Brief – Reproduce every line of the material, exactly as given.

Data in this exercise –
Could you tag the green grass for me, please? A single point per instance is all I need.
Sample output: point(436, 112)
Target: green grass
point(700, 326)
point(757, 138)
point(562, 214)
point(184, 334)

Response to the exercise –
Could you tag the green grass for me, please? A single point per instance is all I need.
Sample output: point(436, 112)
Target: green grass
point(700, 326)
point(757, 138)
point(562, 214)
point(184, 334)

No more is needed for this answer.